[Saved entries]
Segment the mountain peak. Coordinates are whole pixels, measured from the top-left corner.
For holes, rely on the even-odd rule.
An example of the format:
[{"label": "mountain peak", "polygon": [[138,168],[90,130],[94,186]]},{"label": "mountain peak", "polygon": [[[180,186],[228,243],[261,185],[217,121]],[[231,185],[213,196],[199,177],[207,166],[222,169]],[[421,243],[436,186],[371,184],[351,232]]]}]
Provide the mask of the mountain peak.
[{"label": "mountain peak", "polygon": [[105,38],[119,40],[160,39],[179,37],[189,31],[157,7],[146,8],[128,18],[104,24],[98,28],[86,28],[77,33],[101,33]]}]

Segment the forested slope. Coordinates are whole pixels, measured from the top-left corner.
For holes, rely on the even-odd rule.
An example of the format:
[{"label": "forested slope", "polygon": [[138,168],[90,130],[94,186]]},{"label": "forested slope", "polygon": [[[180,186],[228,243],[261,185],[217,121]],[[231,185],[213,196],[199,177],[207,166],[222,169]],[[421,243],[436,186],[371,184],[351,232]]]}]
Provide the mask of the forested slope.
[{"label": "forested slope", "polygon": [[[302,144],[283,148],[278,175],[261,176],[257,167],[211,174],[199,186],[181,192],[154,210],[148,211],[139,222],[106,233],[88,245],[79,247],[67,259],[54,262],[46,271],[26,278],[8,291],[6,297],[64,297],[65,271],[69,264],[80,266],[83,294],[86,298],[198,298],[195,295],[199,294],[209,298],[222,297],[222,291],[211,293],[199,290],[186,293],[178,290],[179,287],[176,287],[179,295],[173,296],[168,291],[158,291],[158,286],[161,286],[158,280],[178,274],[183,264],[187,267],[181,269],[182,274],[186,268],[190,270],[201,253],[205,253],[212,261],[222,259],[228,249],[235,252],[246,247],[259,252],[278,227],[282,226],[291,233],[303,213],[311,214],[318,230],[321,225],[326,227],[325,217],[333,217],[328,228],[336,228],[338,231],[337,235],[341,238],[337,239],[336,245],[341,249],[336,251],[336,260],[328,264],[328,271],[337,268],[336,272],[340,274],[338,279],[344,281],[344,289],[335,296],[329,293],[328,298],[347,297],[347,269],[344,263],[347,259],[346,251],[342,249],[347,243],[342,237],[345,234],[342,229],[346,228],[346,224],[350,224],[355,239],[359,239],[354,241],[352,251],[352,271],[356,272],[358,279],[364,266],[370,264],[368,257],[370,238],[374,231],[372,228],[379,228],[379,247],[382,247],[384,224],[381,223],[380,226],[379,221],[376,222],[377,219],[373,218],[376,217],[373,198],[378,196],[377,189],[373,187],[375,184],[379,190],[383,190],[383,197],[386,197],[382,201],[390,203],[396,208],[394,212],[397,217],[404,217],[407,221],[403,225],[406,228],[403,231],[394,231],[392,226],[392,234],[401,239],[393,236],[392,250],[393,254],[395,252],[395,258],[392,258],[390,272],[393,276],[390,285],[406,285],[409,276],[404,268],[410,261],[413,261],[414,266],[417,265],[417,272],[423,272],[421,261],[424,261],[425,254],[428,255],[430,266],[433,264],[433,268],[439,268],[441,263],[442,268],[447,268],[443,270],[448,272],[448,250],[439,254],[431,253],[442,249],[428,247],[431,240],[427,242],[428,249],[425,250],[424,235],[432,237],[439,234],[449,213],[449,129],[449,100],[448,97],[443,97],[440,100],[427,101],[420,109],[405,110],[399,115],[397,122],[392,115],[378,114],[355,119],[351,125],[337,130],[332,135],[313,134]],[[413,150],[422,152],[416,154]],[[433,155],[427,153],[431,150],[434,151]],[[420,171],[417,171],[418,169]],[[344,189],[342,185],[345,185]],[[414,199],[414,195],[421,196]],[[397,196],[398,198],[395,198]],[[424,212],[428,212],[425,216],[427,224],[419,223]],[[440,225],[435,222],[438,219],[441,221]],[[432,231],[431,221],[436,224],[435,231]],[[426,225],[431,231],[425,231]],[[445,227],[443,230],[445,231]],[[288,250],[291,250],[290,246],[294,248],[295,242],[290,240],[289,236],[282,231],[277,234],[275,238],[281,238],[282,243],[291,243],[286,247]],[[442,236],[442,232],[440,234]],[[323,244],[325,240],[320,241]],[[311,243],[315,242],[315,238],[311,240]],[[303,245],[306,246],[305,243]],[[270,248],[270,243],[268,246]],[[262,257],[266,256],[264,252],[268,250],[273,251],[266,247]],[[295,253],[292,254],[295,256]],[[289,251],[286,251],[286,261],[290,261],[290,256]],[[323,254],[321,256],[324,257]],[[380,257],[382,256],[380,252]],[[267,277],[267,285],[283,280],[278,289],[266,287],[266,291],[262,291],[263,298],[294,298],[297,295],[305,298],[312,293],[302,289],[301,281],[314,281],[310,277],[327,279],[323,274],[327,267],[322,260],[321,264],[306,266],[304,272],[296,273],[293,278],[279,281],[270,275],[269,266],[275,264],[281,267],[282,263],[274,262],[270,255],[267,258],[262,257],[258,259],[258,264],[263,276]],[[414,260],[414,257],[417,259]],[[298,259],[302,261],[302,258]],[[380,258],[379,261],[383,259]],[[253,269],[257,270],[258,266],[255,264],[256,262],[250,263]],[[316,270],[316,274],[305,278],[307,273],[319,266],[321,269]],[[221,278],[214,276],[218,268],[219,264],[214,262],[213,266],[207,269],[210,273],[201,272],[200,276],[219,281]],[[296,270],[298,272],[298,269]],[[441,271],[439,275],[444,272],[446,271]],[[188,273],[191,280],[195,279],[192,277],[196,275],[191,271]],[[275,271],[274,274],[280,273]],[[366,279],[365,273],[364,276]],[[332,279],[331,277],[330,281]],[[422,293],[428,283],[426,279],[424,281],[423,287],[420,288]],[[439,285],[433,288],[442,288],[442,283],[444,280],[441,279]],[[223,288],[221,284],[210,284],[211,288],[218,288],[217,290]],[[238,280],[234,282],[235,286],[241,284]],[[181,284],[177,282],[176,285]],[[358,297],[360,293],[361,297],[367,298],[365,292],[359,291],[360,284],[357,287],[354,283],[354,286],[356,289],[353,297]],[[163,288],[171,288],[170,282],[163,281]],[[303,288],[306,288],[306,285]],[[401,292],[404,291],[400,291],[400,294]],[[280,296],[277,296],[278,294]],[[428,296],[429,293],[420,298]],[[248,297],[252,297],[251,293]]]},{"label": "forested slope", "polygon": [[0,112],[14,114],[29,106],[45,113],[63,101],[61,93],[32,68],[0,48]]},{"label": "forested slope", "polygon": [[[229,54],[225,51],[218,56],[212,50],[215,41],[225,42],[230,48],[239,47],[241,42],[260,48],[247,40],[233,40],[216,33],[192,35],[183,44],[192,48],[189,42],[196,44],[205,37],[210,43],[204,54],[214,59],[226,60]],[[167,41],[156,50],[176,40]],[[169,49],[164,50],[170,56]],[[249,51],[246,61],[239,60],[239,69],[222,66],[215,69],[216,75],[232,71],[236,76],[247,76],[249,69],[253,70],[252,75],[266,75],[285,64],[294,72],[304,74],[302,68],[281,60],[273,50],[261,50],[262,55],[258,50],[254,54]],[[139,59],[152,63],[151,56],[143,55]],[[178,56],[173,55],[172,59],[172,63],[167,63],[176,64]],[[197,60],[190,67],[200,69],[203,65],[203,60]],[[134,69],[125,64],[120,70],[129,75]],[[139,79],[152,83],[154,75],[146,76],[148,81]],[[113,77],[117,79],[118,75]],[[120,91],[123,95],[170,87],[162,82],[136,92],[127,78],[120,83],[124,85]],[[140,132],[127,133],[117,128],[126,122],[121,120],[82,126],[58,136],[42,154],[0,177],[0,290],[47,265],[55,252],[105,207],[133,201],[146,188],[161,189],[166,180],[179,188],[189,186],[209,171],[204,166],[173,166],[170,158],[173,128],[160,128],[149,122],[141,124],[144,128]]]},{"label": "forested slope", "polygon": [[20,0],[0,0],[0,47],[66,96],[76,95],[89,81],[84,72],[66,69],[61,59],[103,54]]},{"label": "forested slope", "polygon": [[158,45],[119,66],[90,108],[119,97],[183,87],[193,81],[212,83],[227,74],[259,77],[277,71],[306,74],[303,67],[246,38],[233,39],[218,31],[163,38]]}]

• [EXERCISE DESCRIPTION] Where a line of the records has the string "Coordinates", return that line.

• [TASK RESPONSE]
Segment the mountain peak. Coordinates are whole pixels, measured from the top-left corner.
Segment the forested slope. Coordinates are whole pixels, measured from the top-left corner.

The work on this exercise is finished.